> **Required action**
Of the entries below, copy only those lines that contain the word "wing".

> **Point localization data**
• • • • •

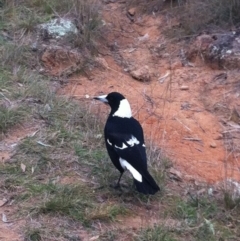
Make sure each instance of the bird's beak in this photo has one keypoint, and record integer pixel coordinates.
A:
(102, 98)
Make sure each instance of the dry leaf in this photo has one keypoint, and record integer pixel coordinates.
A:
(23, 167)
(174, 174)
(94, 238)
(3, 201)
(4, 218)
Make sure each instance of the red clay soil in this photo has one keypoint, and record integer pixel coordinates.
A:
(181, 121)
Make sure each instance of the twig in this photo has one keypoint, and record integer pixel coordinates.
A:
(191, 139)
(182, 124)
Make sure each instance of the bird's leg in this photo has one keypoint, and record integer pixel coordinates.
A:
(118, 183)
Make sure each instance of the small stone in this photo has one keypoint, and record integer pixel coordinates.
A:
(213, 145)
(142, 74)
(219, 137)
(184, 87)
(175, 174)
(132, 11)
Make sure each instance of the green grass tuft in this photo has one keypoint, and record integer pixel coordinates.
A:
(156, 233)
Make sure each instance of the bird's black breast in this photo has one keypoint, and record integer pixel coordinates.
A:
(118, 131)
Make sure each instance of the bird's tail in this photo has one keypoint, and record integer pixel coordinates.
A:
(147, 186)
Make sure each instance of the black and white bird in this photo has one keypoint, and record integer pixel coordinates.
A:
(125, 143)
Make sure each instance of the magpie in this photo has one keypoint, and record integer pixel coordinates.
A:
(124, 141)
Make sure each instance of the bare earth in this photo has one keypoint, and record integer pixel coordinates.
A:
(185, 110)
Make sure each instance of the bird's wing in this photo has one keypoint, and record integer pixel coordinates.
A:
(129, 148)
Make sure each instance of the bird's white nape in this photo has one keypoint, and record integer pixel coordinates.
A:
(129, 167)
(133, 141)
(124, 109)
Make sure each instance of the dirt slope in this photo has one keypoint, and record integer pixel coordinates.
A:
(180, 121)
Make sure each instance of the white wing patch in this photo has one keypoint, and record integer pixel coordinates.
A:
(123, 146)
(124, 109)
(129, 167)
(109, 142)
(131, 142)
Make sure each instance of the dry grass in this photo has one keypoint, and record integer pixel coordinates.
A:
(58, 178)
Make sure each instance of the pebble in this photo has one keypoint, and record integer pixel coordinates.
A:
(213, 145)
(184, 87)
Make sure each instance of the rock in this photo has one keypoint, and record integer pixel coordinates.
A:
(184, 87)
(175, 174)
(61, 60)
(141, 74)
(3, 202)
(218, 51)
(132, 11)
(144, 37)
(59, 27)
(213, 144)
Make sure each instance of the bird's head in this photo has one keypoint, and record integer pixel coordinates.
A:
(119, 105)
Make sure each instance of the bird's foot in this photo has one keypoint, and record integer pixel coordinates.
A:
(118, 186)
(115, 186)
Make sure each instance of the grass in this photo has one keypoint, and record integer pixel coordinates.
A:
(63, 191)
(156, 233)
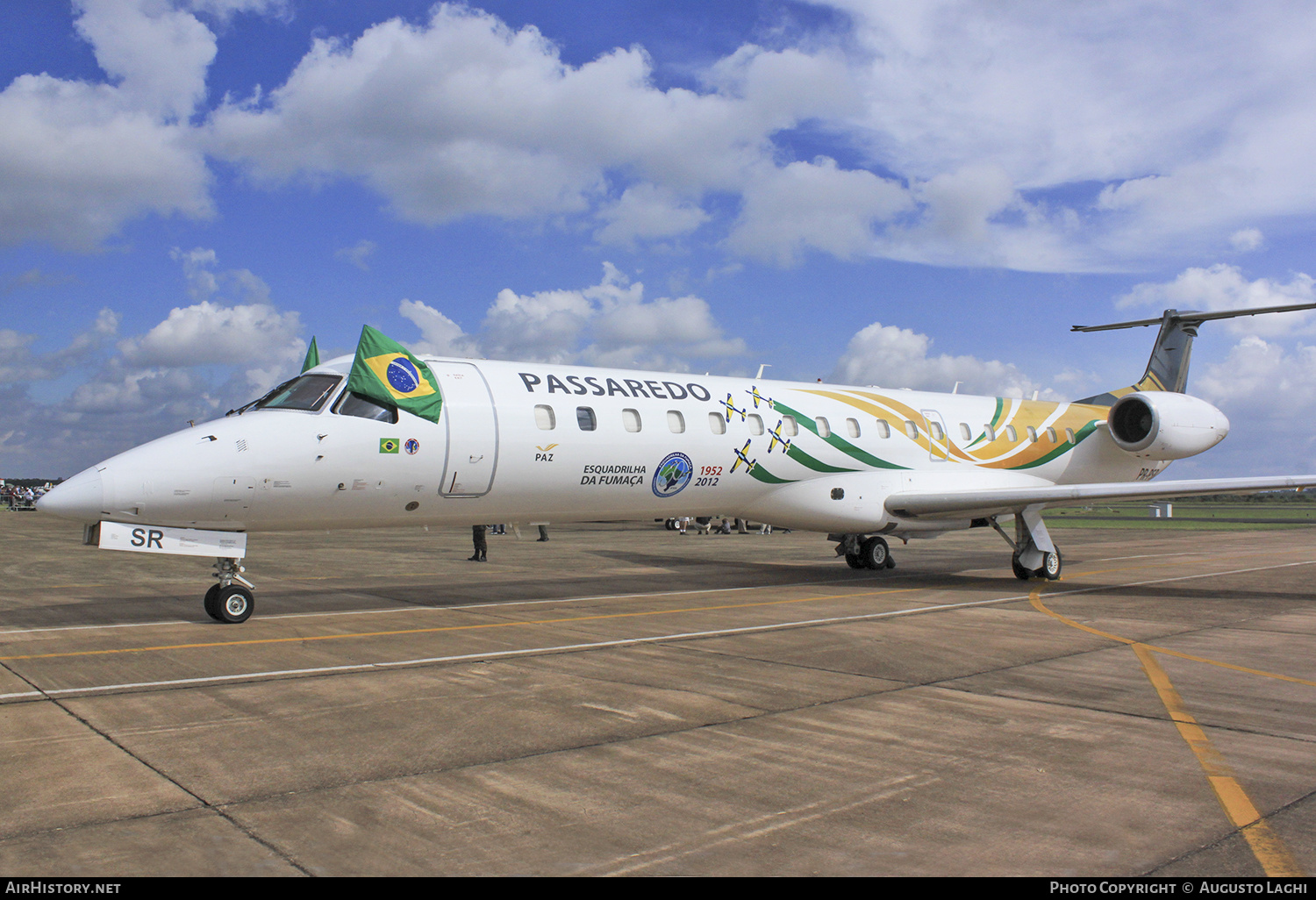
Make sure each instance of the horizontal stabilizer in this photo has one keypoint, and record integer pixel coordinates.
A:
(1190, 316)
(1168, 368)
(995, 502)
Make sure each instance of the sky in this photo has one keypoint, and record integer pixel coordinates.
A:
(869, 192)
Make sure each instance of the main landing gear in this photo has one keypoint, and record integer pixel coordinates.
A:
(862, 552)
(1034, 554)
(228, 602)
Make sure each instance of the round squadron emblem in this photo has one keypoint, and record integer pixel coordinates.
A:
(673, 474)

• • • • •

> **Exercise result**
Make sure each instance of the bird's wing in this photo has one keypoint, and record integer pixel coordinates.
Make sure each instance of the white wing patch in this photo has one keypoint, and record integer pixel coordinates.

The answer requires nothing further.